--- START DATA TO USE ---

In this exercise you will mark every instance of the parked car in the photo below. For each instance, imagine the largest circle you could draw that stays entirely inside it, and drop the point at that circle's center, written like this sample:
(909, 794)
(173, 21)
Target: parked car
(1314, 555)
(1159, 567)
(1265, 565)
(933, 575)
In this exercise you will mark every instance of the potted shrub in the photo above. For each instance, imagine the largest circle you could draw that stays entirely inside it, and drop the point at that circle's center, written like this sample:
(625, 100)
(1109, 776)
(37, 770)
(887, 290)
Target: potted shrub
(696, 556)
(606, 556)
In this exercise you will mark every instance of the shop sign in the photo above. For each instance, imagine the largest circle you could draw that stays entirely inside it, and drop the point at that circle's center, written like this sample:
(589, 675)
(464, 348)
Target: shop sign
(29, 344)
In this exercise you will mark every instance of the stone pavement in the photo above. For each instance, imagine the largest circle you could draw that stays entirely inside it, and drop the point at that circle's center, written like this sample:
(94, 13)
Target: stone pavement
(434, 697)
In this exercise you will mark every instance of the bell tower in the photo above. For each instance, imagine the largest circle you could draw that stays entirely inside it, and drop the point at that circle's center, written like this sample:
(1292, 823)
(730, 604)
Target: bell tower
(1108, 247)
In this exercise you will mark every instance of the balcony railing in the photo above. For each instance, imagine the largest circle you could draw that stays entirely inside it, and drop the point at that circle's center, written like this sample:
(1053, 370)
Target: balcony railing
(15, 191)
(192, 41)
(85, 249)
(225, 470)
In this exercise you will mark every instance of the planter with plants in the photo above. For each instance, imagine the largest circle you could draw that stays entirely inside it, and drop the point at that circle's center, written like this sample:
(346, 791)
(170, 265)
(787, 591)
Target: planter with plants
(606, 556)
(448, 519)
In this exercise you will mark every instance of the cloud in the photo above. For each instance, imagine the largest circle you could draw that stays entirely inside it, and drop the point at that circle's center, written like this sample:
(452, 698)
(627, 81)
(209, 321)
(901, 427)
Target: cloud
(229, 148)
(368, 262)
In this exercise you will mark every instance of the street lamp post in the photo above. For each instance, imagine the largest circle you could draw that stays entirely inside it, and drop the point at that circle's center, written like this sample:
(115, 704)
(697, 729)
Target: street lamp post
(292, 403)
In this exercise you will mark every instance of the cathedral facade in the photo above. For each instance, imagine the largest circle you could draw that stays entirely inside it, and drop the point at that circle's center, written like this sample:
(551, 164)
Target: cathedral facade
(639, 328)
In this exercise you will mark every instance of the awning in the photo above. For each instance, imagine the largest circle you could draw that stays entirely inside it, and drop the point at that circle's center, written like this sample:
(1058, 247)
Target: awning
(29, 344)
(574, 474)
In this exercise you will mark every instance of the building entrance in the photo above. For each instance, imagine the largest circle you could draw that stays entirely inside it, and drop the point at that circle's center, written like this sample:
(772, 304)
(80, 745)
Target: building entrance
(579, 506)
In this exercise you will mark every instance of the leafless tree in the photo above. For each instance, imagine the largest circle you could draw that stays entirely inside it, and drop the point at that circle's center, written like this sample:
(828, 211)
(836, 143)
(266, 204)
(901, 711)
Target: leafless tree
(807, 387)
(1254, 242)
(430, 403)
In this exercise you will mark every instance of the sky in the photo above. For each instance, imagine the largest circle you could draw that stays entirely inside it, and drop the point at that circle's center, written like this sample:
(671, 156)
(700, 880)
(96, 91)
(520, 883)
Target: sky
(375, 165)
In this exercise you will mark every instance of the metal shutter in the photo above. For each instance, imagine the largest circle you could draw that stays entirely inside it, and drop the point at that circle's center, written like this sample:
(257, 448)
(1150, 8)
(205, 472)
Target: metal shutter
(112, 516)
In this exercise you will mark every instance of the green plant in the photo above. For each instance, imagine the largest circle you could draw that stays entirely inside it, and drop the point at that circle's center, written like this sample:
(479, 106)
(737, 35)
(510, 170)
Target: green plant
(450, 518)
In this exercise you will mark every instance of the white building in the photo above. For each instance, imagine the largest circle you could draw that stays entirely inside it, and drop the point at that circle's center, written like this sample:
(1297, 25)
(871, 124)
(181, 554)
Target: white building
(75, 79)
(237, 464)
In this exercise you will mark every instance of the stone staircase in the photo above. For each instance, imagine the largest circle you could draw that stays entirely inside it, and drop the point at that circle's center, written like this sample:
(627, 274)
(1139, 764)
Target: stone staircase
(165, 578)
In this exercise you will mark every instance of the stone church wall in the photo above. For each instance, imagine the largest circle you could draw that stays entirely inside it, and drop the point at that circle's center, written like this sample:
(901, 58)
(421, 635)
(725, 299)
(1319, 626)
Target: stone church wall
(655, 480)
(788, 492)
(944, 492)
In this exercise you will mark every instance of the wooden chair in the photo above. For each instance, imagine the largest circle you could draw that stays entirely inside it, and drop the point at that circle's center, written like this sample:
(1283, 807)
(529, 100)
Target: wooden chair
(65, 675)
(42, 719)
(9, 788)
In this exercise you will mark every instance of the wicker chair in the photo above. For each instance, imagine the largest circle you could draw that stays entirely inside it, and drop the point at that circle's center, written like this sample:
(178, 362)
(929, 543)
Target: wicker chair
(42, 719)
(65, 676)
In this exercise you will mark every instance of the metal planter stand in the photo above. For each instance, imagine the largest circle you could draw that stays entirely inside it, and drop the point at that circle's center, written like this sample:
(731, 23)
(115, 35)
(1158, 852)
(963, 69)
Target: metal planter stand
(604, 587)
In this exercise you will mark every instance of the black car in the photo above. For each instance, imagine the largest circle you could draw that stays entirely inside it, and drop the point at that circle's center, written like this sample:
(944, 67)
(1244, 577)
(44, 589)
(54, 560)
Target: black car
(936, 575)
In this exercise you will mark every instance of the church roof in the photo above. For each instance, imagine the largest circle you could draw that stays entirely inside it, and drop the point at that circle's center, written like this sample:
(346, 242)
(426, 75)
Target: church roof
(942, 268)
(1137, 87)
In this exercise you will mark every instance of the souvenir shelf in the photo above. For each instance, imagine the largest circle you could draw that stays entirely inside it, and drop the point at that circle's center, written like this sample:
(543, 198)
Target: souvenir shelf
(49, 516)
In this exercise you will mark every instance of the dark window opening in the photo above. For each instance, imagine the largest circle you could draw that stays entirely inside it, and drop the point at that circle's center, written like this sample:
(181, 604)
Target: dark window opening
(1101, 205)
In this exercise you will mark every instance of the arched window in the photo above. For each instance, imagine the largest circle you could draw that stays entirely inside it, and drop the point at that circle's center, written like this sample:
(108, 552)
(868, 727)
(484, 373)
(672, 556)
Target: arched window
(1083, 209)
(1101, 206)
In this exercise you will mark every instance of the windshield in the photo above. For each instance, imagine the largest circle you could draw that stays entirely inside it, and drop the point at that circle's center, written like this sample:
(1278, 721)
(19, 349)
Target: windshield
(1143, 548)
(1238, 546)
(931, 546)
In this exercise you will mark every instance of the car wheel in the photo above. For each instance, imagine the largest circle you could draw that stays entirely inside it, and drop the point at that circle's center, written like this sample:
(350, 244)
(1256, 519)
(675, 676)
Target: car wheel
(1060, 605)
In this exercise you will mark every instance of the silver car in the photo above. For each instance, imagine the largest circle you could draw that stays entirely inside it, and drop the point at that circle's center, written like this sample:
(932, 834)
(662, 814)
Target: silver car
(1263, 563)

--- END DATA TO USE ---

▶ **EXERCISE DIRECTIONS**
Write out the entire listing exactly.

▶ **WRITTEN SOLUTION**
In this exercise you will mark every instance of the parked car in the photo below. For each instance, imagine the largest circle you could draw that stays entirely inside it, and drop the point at that circle's center, written like this sample:
(909, 794)
(173, 21)
Target: parked car
(1314, 555)
(1159, 567)
(1265, 565)
(933, 575)
In this exercise you will mark every instance of the potted shrub in the photo above. For each instance, imagine the largest circle you could draw that stays entirely inside it, and drop the point at that circle's center, written like this sample:
(625, 100)
(1109, 776)
(37, 770)
(887, 290)
Target: potted shrub
(696, 556)
(606, 556)
In this exercise you will mark every instance of the shop sign in the photo above. For each instance, imagine the largest circle you could draw that stays entirely inside it, and drop the point at that circle's center, written like this sample:
(589, 675)
(464, 348)
Target: shop sign
(29, 344)
In this exercise you will mark every instance of the stone pavement in the photo above. For each instance, imagine the largest circle you could draw that stays entirely inside it, and drop the point at that circle's center, written like this sample:
(94, 13)
Target: stone pavement
(434, 697)
In this exercise you will mark every instance of the bell tower in the photo above. For each instance, imagine the largest circle you could draw that stays entirely inside it, and drop the point at that circle's center, written like this sample:
(1292, 823)
(730, 604)
Target: bell tower
(1108, 247)
In this exercise you will mark every instance of the balcony railing in the photo above. For each instance, imagine the largest circle you could draw that stays entirely inside it, and drop the point at that circle's center, written like this sample:
(1053, 370)
Target: balcony railing
(15, 191)
(192, 41)
(85, 249)
(225, 470)
In this exercise you will mark every instance of the planter with plants in the photo above. For each instance, imagine the largest circle you could draw that stays entirely inside it, and drop the point at that circle's center, written like this sample:
(346, 791)
(170, 265)
(787, 591)
Target: planter with plants
(606, 556)
(448, 519)
In this exercise you will mark every instance of the cloud in the photo above. For each instance, imagine the largest circle you could draw that stays entirely inside it, and drop the point at that circle's center, written like this sample:
(452, 698)
(627, 81)
(209, 321)
(901, 427)
Target: cloud
(229, 148)
(368, 262)
In this exercise you will mark every instance of the street lamp post in the photo above. For each instance, imagine the largest circle you could draw that stays entirely inside it, and drop the point at that circle's center, written like this sample:
(115, 704)
(697, 729)
Target: street lamp post
(292, 403)
In this exercise you will mark every instance of the cathedral facade in the photo above. For each instance, imagine the largest circle you could draw that stays entirely inside it, and drop the point at that circle's center, written like this sample:
(551, 164)
Target: cathedral facade
(639, 328)
In this exercise you will mark every instance of the awning in the photo above. For each instance, imagine the largest circle you could draw that stays entirely inside it, and drop the point at that circle's center, written like this sample:
(1058, 247)
Target: awning
(29, 344)
(574, 474)
In this exercise you will mark every instance of the building entrance in the photo above. For each instance, imagine the largest circle you could draw that stays entirely inside it, and drop the point at that circle's center, written like this sample:
(772, 304)
(80, 745)
Target: building entrance
(579, 506)
In this exercise you will mark every instance of the leafless tree in the photo above. For each instance, imagine the largest circle you could draw that stays entirely inside it, and drop the point at that circle's center, written like this sample:
(828, 211)
(836, 143)
(266, 204)
(901, 711)
Target: leafless tree
(807, 387)
(1254, 242)
(430, 403)
In this exercise you will mark every instance of the sky in the photo above. For each instance, imagine the largest circle you could draw that stays entirely inside it, and drop the point at that circle's center, written like this sample:
(671, 156)
(700, 880)
(96, 91)
(520, 883)
Target: sky
(375, 165)
In this exercise you will mark every instance of the metal shutter in the photo above. For each instance, imagine the largest circle you could draw that stays entirely inside it, and drop the point at that circle's center, written like this sample:
(257, 448)
(1150, 8)
(205, 472)
Target: metal shutter
(112, 516)
In this exercise you will mark every instance of the green plant in the photo above. For each instance, imagine the largest circle you could draw that stays entirely inside it, and drop the point at that circle's center, written like this sample:
(479, 106)
(737, 35)
(510, 170)
Target: green plant
(450, 518)
In this exercise you will mark every instance of the white building in the photo above. For each instance, imagine the largest circle you could draw that stays entirely inside it, and drop the point at that circle's center, written like this sample:
(1297, 25)
(871, 124)
(181, 554)
Target: white building
(75, 79)
(237, 464)
In this exercise you will mark every instance of the stone staircase in the photo above. For each instance, imagine the largest circle you could draw that stays entirely inside it, and drop the point at that circle's center, written like this sample:
(627, 274)
(1139, 764)
Target: stone staircase
(165, 578)
In this exercise you will mark every instance of the stone church wall in the photo above. For each instance, imagine the largest circle you could draw that stays entirely inside it, and drop the point at that circle's center, written like this sample:
(901, 58)
(421, 635)
(725, 299)
(1319, 626)
Target: stone church wall
(655, 480)
(788, 492)
(944, 492)
In this exercise you will mark every instance of the wooden chair in the photo above. For each instance, imagine the largest circle you could draw that stays entirely inside it, and drop the point at that circle's center, written like this sample:
(1283, 807)
(529, 100)
Target: wooden chair
(65, 675)
(42, 719)
(9, 788)
In this exercise you will mark every instance of the wicker chair in the photo above. For each instance, imagine the largest circle you could draw that stays entirely inside it, and drop the point at that circle's center, written like this sample:
(178, 362)
(929, 543)
Target: wicker chair
(42, 719)
(65, 676)
In this exercise you will mark every instance of the metal planter stand in the photo above. For each instance, imagine the largest circle you could draw that stays entirely inside it, and drop the point at that circle's center, written like this sample:
(731, 23)
(115, 35)
(1158, 852)
(963, 69)
Target: metal planter stand
(604, 587)
In this exercise you will mark every instance of the black car in the photo above. For each instance, imagine the largest circle you could draw that stays entirely inside it, and drop the point at that circle's center, written like this sample:
(944, 67)
(1244, 577)
(44, 589)
(54, 560)
Target: black car
(936, 575)
In this exercise you will mark every instance of the church roof in the photo above. For each instance, imagine the largest circle you could draw that stays entirely inside it, and drop the point at that circle's center, written like this sample:
(346, 242)
(426, 75)
Target: church roof
(942, 268)
(1137, 87)
In this exercise you will mark every instance of the souvenir shelf in the photo above. For each instance, imagine the largest circle you could draw that stays entirely inside it, and drop the point at that circle's center, written like this sample:
(543, 198)
Target: souvenir shelf
(49, 516)
In this exercise you will mark every instance of the dark window opening in the photo above. For each instance, imagine the largest circle you could draw that stays entirely inside it, and drop the point at that circle's center, written like this sample:
(181, 604)
Target: dark window opening
(1101, 205)
In this exercise you will mark every instance of the arched window in the photo above. For each instance, imagine the largest circle you could draw that stays entirely inside it, and drop the point at that circle's center, written like this sample:
(108, 552)
(868, 727)
(484, 373)
(672, 556)
Target: arched window
(1083, 209)
(1101, 206)
In this exercise you will mark every instance of the windshield in the photo above. For each instance, imagine the largest circle you could draw that stays entirely inside it, and drop the point at that circle's center, written like this sample:
(1278, 721)
(19, 349)
Target: windshield
(1143, 548)
(1238, 546)
(931, 546)
In this exercise you will mark every instance of the car wheel in the photo above. For each instance, imagine the largest circle you could draw that stays entirely inside it, and drop the point at that circle's center, written like this sample:
(350, 244)
(1256, 519)
(675, 676)
Target: car wheel
(1060, 605)
In this exercise you will mark every instance of the silver car in the photo above. For each instance, imagine the largest circle you could draw that stays entirely inside it, and drop the point at that circle's center, written like this sample:
(932, 834)
(662, 814)
Target: silver car
(1263, 563)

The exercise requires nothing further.